▶ Problem
Please turn each line of the material below into a row of a Markdown table, leaving out blank lines. Use a "Row" column for the row number and a "Line" column for the line itself.

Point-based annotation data
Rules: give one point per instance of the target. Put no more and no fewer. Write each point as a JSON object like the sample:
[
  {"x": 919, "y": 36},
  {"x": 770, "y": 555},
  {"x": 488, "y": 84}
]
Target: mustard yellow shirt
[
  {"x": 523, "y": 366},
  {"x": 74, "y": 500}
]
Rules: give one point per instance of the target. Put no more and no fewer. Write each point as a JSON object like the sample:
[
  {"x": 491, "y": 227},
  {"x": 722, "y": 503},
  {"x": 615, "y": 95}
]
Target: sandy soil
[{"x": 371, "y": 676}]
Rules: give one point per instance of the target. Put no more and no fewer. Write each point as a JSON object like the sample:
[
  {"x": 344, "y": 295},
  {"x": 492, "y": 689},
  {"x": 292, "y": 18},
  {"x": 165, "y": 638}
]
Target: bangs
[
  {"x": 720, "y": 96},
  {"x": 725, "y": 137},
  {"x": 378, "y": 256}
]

▶ Final answer
| Row | Line |
|---|---|
| 1 | Rules: give one point per instance of the target. Put no more and no fewer. Write each point as a JSON object like the sample: |
| 2 | [ |
| 3 |   {"x": 919, "y": 36}, |
| 4 |   {"x": 770, "y": 555}, |
| 5 |   {"x": 488, "y": 84} |
| 6 | ] |
| 7 | Target: mustard yellow shirt |
| 8 | [ |
| 9 |   {"x": 523, "y": 366}, |
| 10 |   {"x": 74, "y": 500} |
| 11 | ] |
| 12 | Rules: give one point per instance of the target. Put no more and no fewer. Write each point as a JSON object like the sample: |
| 13 | [ |
| 14 |   {"x": 491, "y": 227}, |
| 15 |   {"x": 722, "y": 503}, |
| 16 |   {"x": 615, "y": 95} |
| 17 | ] |
| 18 | Target: sandy soil |
| 19 | [{"x": 371, "y": 676}] |
| 20 | Rules: give one point per instance of the target. Put no more and no fewer. Write each point as a JSON object like the sample: |
| 21 | [ |
| 22 |   {"x": 344, "y": 295}, |
| 23 |   {"x": 492, "y": 689}, |
| 24 |   {"x": 292, "y": 18}, |
| 25 |   {"x": 165, "y": 638} |
| 26 | ] |
| 27 | Target: bangs |
| 28 | [ |
| 29 |   {"x": 720, "y": 96}, |
| 30 |   {"x": 725, "y": 137}, |
| 31 |   {"x": 378, "y": 256} |
| 32 | ] |